### Excerpted text
▶

I am trying to write a program that does chemical search on https://echa.europa.eu/ and gets the result. The "Search for Chemicals" field is on the middle of the main webpage. I want to get the resulting URLs from doing search for each chemicals by providing the cas number (ex. 67-56-1). It seems that the URL I get does not include the cas number provided.
I tried inserting different cas number (71-23-8) into "p_p_id" field, but it didn't give expected search result.
https://echa.europa.eu/search-for-chemicals?p_p_id=71-23-8
I also examined the headers of GET methods requested from Chrome which also did not include the cas number.

◀

### Listed entries

▶

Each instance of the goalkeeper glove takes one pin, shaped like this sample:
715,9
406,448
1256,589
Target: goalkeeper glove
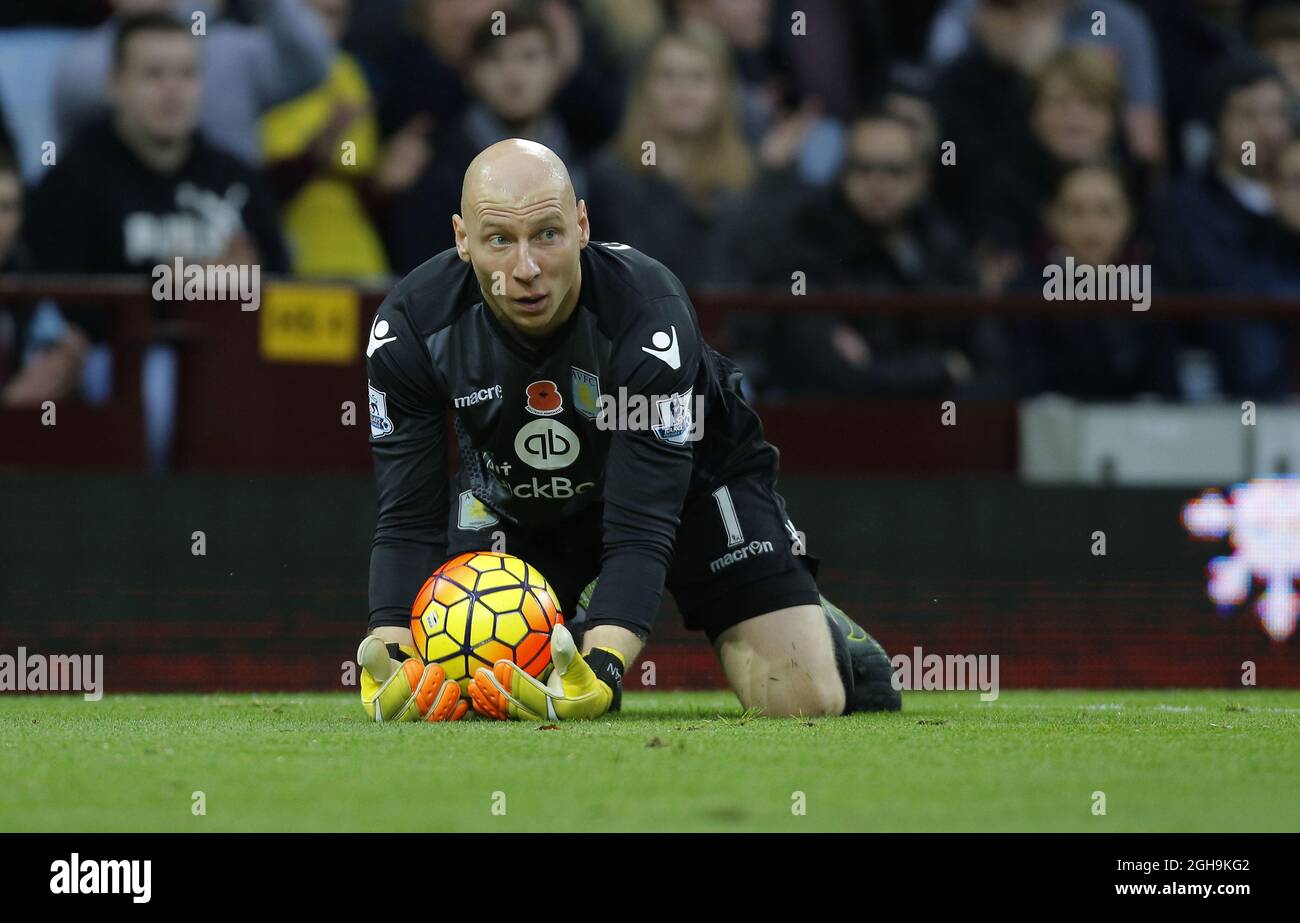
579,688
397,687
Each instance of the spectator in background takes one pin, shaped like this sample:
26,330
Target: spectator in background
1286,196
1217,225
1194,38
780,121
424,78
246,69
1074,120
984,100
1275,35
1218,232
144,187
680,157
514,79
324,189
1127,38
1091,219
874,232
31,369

◀
▶

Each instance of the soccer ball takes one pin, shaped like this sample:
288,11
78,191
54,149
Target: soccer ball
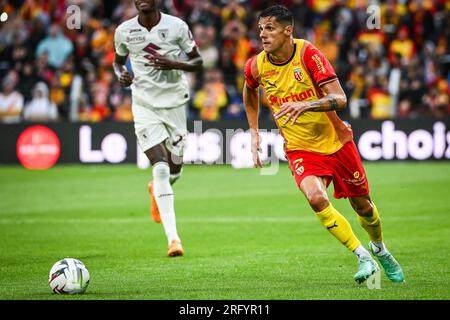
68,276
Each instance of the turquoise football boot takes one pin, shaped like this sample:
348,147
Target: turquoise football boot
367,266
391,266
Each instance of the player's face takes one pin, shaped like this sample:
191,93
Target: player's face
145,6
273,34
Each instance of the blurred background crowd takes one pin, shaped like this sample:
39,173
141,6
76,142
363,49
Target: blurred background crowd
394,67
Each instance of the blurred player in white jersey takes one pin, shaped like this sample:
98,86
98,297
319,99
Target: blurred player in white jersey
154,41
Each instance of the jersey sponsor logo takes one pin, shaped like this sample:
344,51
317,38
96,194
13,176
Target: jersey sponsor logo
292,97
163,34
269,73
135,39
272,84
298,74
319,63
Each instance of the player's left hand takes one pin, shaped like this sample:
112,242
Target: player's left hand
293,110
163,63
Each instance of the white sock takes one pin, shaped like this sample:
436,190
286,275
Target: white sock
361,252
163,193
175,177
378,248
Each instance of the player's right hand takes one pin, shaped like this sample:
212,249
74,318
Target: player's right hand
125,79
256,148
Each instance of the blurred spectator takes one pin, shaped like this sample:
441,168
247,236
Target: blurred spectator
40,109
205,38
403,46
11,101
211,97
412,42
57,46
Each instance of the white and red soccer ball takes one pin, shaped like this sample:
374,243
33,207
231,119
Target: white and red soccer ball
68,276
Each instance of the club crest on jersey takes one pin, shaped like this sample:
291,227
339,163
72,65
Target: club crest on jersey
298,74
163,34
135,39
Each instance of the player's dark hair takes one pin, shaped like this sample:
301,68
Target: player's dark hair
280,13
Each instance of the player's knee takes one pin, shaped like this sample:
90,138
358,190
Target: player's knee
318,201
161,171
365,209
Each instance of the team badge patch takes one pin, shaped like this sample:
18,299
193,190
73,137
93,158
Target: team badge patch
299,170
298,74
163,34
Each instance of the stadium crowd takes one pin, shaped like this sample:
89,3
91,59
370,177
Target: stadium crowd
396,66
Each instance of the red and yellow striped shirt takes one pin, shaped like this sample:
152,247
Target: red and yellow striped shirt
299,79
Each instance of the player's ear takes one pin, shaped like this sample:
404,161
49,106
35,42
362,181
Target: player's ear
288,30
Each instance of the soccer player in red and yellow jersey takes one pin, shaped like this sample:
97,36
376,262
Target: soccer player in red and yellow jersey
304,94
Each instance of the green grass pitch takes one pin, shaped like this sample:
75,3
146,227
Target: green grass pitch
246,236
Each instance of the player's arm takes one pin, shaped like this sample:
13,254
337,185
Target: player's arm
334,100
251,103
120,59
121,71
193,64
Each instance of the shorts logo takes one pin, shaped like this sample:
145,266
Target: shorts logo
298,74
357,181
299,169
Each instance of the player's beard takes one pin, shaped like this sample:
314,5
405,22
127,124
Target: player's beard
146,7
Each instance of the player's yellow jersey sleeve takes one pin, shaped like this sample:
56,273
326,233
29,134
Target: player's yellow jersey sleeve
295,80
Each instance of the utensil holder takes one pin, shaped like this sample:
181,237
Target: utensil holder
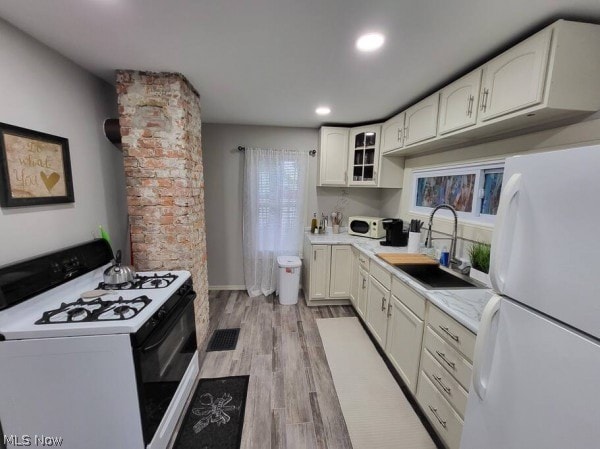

◀
▶

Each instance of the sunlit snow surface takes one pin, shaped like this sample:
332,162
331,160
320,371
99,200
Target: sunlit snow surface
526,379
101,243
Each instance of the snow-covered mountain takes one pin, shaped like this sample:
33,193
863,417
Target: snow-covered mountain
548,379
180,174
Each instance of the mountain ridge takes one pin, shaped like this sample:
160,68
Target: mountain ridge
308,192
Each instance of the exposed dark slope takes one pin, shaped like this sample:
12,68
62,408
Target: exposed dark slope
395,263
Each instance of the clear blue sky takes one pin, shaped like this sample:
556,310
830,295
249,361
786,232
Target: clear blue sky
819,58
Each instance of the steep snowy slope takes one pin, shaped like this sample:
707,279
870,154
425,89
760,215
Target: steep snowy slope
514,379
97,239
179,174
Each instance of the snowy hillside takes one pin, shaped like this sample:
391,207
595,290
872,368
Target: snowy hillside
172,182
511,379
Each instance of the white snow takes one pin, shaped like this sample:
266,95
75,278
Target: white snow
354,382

◀

### What is asked
(a) Duplicate the passage of the chemical search text between "https://echa.europa.eu/search-for-chemicals?p_p_id=71-23-8" and "the cas number.", inclusive.
(b) Pick up the chemical search text after its final sentence and continue it.
The rows that accompany the text are independent material and are unrelated to it.

### Answers to the problems
(a)
https://echa.europa.eu/search-for-chemicals?p_p_id=71-23-8
I also examined the headers of GET methods requested from Chrome which also did not include the cas number.

(b)
Is the website using variables to store the input query? Is there a way or a tool that can be used to get the resulting URL including searching cas number?
Once I figure this out, I'll be using Python to get the data and save it as excel file.
Thanks.
You need to get the JESSIONID
cookie by requesting the main url once then send a POST on https://echa.europa.eu/search-for-chemicals
. But this needs also some required URL parameters
query="71-23-8"
millis=$(($(date +%s%N)/1000000))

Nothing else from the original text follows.